Problems to work on:
a. Name every class defined in the indexing code.
b. In the indexing code, what extra property does the Index class carry?
c. Pick up the Python indexing code right after its last line and write the rest of it.

If it's helpful you can use these classes:

In [3]:
# TermPositions represents the positions of a term in a document
# along with the term frequency in that document
class TermPositions():
    def __init__(self, positions):
        self.positions = positions
        self.freq = len(positions)

# IndexTerm is a python dict holding the frequency of each term in
# the index with an extra property containing the document frequency
class IndexTerm(dict):
    def __init__(self, iterable):
        super().__init__(iterable)
        self.docFreq = 0

# Index is a python dict with an extra property containing the document count
class Index(dict):
    def __init__(self, iterable):
        super().__init__(iterable)
        self.docCount = 0

In [None]:
def create_index(dataset_path):
    # Loop over the dataset file, reading out each document and its Id
    
    # Return the index
    

In [20]:
# Answer
# Create index for the given collection XML file
def create_index(collectionFile):
    # Initialize empty index
    index = Index({})
    docId = 0
    posIdx = 0

    # Parse the XML file line by line and populate the index
    f = open(collectionFile)
    line = f.readline()
    while line:
        # Parse document number
        docNumMatch = re.match('\s*<docno>(\d+)</docno>', line, re.IGNORECASE)
        if docNumMatch:
            docId = int(docNumMatch.group(1))
            
            # Increment the document count
            index.docCount += 1

            # Processing a new document so reset the position index
            posIdx = 0

        # Parse document text or document headline
        elif re.match('\s*<(text|headline)>', line, re.IGNORECASE):
            # Process all the lines in the headline/text
            line = f.readline()

Region labeling records:
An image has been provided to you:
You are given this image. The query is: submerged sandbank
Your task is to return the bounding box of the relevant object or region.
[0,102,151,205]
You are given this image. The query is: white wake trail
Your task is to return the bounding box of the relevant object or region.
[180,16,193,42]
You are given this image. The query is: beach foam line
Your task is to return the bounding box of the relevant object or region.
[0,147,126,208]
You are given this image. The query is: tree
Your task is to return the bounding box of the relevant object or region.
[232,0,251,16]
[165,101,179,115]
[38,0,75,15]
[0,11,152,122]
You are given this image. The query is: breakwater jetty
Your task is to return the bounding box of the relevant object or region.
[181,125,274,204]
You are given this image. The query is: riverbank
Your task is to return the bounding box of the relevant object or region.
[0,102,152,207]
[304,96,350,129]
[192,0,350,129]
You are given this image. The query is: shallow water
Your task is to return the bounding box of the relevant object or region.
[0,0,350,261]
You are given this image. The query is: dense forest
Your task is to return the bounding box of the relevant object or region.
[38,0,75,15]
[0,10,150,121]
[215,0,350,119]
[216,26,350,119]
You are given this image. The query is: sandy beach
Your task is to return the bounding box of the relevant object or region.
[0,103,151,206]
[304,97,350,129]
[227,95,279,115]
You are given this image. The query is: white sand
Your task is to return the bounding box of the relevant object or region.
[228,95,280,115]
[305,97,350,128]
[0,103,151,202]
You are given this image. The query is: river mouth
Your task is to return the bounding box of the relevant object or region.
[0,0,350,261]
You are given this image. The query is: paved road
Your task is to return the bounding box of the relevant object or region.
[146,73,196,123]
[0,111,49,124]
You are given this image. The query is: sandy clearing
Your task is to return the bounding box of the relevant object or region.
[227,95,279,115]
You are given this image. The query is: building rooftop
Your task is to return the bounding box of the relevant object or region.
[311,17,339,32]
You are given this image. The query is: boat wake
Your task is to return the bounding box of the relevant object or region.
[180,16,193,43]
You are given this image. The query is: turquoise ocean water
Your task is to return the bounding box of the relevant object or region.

Responses to the tasks:
a. TermPositions, IndexTerm, Index

b. It carries docCount, which holds the document count.

c.
            while not re.match('\s*</(text|headline)>', line, re.IGNORECASE):
                # Preprocess the document text
                terms = preprocess_line_en(line)
            
                # Add each term to the index
                for term in terms:
                    # Increment the term position
                    posIdx += 1
                    if term in index:
                        if docId in index[term]:
                            # If already seen this term in this doc append to the list of positions
                            index[term][docId].positions.append(posIdx)
                            index[term][docId].freq += 1
                        else:
                            # Otherwise create a new entry for this doc under the term
                            index[term][docId] = TermPositions([posIdx])
                    else:
                        # Haven't seen this term before so add to the index
                        index[term] = IndexTerm({docId: TermPositions([posIdx])})

                line = f.readline()
        line = f.readline()

    # Calculate and store the document frequencies
    for term in index:
        index[term].docFreq = len(index[term])
    
    # Close the file
    f.close()

    return index

print("Building index ...")
index = create_index('../datasets/example_search_dataset.xml')
print("Done")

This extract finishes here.